(Entries supplied)
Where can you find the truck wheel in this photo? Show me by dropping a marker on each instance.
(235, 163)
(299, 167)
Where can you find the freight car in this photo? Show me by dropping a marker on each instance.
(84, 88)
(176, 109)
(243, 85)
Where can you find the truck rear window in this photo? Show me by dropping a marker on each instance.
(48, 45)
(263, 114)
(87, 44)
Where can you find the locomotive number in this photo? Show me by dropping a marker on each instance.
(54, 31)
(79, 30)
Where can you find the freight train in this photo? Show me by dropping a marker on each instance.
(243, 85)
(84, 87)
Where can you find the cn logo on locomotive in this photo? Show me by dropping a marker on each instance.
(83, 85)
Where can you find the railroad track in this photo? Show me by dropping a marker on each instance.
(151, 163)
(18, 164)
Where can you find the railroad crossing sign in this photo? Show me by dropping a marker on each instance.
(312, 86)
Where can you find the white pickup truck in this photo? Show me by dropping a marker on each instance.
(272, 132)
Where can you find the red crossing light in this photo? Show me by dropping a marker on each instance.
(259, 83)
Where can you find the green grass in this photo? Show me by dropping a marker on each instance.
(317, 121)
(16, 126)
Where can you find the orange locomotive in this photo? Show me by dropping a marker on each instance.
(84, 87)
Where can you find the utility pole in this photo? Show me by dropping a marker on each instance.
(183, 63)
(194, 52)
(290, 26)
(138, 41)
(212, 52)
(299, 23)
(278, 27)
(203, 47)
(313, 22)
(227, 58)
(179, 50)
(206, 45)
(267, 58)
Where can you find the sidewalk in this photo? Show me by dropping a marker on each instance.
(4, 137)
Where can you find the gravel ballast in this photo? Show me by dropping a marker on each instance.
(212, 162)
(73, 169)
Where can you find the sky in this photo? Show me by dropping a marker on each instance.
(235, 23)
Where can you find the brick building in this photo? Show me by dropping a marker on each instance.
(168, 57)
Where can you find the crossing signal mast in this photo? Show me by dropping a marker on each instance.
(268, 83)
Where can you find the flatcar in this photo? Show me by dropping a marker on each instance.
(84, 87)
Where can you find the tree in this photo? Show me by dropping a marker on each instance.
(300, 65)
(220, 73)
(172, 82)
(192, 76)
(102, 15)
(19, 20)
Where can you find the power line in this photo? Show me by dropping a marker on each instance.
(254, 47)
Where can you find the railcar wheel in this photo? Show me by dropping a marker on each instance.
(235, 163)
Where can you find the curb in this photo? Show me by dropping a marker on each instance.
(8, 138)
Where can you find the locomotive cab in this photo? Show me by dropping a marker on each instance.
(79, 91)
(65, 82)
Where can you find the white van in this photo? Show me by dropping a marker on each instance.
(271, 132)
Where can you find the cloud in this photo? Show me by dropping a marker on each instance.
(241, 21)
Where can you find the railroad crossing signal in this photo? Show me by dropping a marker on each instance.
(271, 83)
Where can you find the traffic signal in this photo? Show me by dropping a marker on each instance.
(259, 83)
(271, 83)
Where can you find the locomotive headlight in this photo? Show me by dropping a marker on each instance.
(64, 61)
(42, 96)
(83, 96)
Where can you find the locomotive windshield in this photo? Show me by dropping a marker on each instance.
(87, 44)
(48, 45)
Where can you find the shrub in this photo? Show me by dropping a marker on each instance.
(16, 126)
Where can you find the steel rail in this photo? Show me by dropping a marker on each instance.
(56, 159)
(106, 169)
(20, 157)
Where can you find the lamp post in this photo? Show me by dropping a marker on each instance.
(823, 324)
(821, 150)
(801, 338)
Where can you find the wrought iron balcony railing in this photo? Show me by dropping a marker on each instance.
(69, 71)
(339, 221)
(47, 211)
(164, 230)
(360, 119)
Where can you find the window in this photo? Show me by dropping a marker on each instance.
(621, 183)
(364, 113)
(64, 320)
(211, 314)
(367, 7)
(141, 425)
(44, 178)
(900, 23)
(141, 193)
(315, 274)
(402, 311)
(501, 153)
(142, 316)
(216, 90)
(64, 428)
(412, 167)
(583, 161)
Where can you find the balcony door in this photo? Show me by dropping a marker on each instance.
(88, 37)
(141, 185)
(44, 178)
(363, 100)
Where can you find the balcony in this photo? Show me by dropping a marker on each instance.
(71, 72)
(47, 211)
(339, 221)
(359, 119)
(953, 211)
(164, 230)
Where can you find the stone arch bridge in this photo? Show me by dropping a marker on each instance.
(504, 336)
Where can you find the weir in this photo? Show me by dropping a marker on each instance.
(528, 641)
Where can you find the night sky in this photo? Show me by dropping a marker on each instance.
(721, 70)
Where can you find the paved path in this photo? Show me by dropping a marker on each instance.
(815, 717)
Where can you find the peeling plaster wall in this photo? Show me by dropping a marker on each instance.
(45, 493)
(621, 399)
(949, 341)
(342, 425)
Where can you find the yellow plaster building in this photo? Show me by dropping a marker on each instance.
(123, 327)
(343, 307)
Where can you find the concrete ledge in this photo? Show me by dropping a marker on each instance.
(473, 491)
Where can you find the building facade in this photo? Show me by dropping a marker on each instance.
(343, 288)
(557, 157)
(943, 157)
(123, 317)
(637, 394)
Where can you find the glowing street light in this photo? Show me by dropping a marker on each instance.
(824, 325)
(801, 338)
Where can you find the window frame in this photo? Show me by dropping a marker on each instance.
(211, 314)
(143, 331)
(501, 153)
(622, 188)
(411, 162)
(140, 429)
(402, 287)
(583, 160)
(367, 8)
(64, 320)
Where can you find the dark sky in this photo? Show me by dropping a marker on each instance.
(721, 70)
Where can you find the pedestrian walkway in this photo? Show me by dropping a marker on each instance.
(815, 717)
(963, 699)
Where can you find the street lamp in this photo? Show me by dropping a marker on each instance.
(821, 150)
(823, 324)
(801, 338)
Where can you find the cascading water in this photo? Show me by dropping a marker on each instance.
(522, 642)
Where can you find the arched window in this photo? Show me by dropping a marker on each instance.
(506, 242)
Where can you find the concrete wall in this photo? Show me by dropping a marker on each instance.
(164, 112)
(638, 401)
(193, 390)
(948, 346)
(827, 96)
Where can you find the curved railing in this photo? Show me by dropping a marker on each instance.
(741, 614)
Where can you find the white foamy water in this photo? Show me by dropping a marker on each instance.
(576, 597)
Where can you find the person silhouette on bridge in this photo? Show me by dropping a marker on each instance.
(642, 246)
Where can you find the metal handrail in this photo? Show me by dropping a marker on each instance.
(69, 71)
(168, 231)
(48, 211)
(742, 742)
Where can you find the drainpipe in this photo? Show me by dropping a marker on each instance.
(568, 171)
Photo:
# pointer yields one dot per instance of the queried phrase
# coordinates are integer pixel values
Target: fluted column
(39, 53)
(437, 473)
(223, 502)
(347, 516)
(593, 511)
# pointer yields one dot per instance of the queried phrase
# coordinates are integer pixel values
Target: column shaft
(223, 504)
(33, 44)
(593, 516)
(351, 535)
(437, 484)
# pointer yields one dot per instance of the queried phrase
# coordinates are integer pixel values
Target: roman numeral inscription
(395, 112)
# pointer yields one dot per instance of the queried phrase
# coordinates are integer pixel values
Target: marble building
(End Entries supplied)
Task prompt — Repeat the data in full. Nothing may be dropped or altered.

Response box —
Where can you find the truck wheel in this photo? Show me by dropping a marker on each instance.
(235, 163)
(299, 167)
Where can you find the freight car in this photo? Show me by dropping a marker on each instance.
(84, 88)
(176, 109)
(243, 85)
Where can you find the truck rear window in this photo? Show me by dropping a marker on each instance.
(48, 45)
(263, 114)
(87, 44)
Where can you find the locomotive number in this photo? Show me by dropping a marker on each instance.
(54, 31)
(79, 30)
Where can you find the freight train in this photo? Show me by dropping a marker on each instance.
(243, 85)
(84, 87)
Where can you find the cn logo on locomotive in this photo? Show me by dropping a marker on each instance.
(83, 85)
Where can you find the railroad track in this photo? Show me by dropping a marker on each instance.
(151, 163)
(18, 164)
Where can you find the railroad crossing sign in this photo? Show me by dropping a marker on each instance.
(312, 86)
Where can you find the white pickup truck in this photo? Show me by dropping a marker on each instance.
(272, 132)
Where can you find the red crossing light in this photo? Show me by dropping a marker on each instance.
(259, 83)
Where can you find the green grass in this photo? Show me by dropping a marker on each instance.
(317, 121)
(16, 126)
Where can you find the orange locomotive in this photo? Show me by dropping a marker on each instance.
(84, 87)
Where can you find the utility pole in this photo? Show me by dropping a marker on each instance.
(183, 63)
(194, 52)
(290, 26)
(138, 41)
(212, 52)
(299, 23)
(278, 27)
(203, 47)
(313, 22)
(227, 58)
(179, 50)
(206, 45)
(267, 58)
Where can you find the sidewalk in this photo? Show me by dropping a marker on each instance.
(4, 137)
Where can you find the gravel ballast in this photo? Show me by dropping a marker on each instance.
(212, 162)
(73, 169)
Where can you find the sky in this photo? Show me by dropping a marker on each instance.
(235, 23)
Where can you find the brick building in this photo? Show me by dropping a marker on each instance.
(168, 57)
Where can you find the crossing signal mast in this photo? Show me by dropping a marker on each instance.
(268, 83)
Where can you find the flatcar in this photo? Show me by dropping a marker on each instance.
(84, 87)
Where can you find the tree in this photo? Show me by dropping a marker on each instance.
(300, 65)
(220, 73)
(172, 82)
(192, 76)
(102, 15)
(19, 20)
Where can you find the power line in this photo? Show me by dropping a marker on each instance.
(254, 47)
Where can you find the railcar wheel in this photo? Show me by dropping a marker on each instance.
(235, 163)
Where can you find the curb in this photo? Show me by dropping a marker on each instance.
(8, 138)
Where can you find the locomotive cab in this photo? Show me by dropping a marker on each instance.
(79, 91)
(65, 82)
Where can you find the white van in this photo? Show me by dropping a marker on each instance.
(271, 132)
Where can you find the cloud in this photo? Show me by dropping a marker on each instance.
(241, 21)
Where can you find the railroad crossing signal in this photo? Show me by dropping a marker on each instance.
(271, 83)
Where can you find the traffic signal in this photo? Show me by dropping a marker on each instance.
(259, 83)
(271, 83)
Where can you find the locomotive headlight in this photo? Show me by dropping a marker on each instance.
(64, 61)
(42, 96)
(83, 96)
Where can you find the locomotive windshield in this photo? Show me by dropping a marker on each instance.
(87, 44)
(48, 45)
Where can you find the shrub in this photo? Show me by dropping a marker on each instance.
(16, 126)
Where can you find the steel rail in this photo? Show me by dropping a marker on each instance.
(56, 159)
(106, 169)
(20, 157)
Where can you find the lamp post in this photo? Show me by dropping a marker on each instance.
(823, 324)
(821, 150)
(801, 338)
Where can you find the wrought iron balcony railing in this photo? Show me by dropping a marker on each instance.
(69, 71)
(339, 221)
(47, 211)
(164, 230)
(360, 119)
Where can you find the window in this photo? Show me by dropping a marker on each instance.
(621, 183)
(364, 113)
(64, 320)
(211, 314)
(367, 7)
(141, 425)
(44, 178)
(900, 23)
(141, 193)
(315, 274)
(402, 311)
(501, 153)
(142, 316)
(216, 90)
(64, 428)
(412, 167)
(583, 161)
Where can you find the balcony door in this photo? Show me by dropping a marker on each instance.
(88, 37)
(141, 185)
(44, 178)
(363, 100)
Where can you find the balcony in this photo? Show me by dropping a marker on each instance.
(71, 72)
(47, 211)
(339, 221)
(359, 119)
(953, 211)
(164, 230)
Where can you find the stone arch bridge in this photo? Show me by dropping a marker on each instance.
(504, 336)
Where can you find the weir in this photo? Show me by dropping a marker on each instance.
(528, 641)
Where can you find the night sky in this photo? Show me by dropping a marker on each instance.
(721, 70)
Where can you find the paved path in this photo? Show me by dropping a marker on each instance.
(815, 717)
Where can you find the peeling plaster wall in this photo? Show me by dropping a marker on each instance.
(45, 493)
(621, 399)
(949, 341)
(342, 425)
Where can you find the yellow plaster building in this photo? Show me by dropping a marker on each instance.
(123, 327)
(343, 307)
Where can you find the concrete ledge in this photo? Show me by dropping a marker on each instance.
(473, 491)
Where can you find the building facade in this photo? Show me by dropping a marker on each instance.
(343, 288)
(557, 157)
(943, 157)
(123, 317)
(637, 394)
Where can you find the glowing street light in this photo? Show me by dropping a marker on each instance.
(824, 325)
(801, 338)
Where can you find the window frame in this photo? Show me by dropping a marker on each instance.
(211, 314)
(143, 331)
(501, 153)
(622, 188)
(411, 162)
(140, 429)
(402, 287)
(583, 160)
(367, 8)
(64, 320)
Where can you find the dark sky in this photo? Show me by dropping a marker on each instance.
(721, 70)
Where can you find the pedestrian walkway in this photo? Show me by dropping a marker on each instance.
(815, 717)
(963, 699)
Where can you find the street lamp in this photo? Show me by dropping a marker on each instance.
(821, 150)
(823, 324)
(801, 338)
Where can you find the cascading water in this photo? Show me by dropping a marker on each instance.
(522, 642)
Where can you find the arched window in this photo? Show me by dropping a marker on each instance.
(506, 242)
Where can you find the concrete wall in this photo? Show me by dropping a marker on each instance.
(164, 112)
(638, 401)
(193, 390)
(948, 346)
(827, 96)
Where can you find the curved railing in this photo? Show me by dropping a marker on each instance.
(741, 614)
Where can you find the white foamy water in this photo? Show me by dropping a marker on each instance.
(576, 597)
Where can you find the person silhouette on bridge in this photo? Show me by dropping a marker on each instance.
(642, 246)
Where can you find the metal handrail in this photo? Show me by dropping a marker on each instance.
(69, 71)
(168, 231)
(48, 211)
(742, 742)
Where can you find the drainpipe in this photo? Show me by dropping a marker on each instance.
(568, 171)
Photo:
# pointer yields one dot per instance of the queried phrase
# coordinates are integer pixel values
Target: fluted column
(39, 53)
(437, 473)
(223, 502)
(347, 516)
(593, 511)
# pointer yields one dot per instance of the queried phrase
# coordinates are integer pixel values
Target: column shaft
(223, 504)
(33, 44)
(593, 516)
(351, 535)
(437, 484)
# pointer yields one dot per instance of the queried phrase
# coordinates are integer pixel values
Target: roman numeral inscription
(395, 112)
# pointer yields one dot per instance of the queried phrase
# coordinates are integer pixel values
Target: marble building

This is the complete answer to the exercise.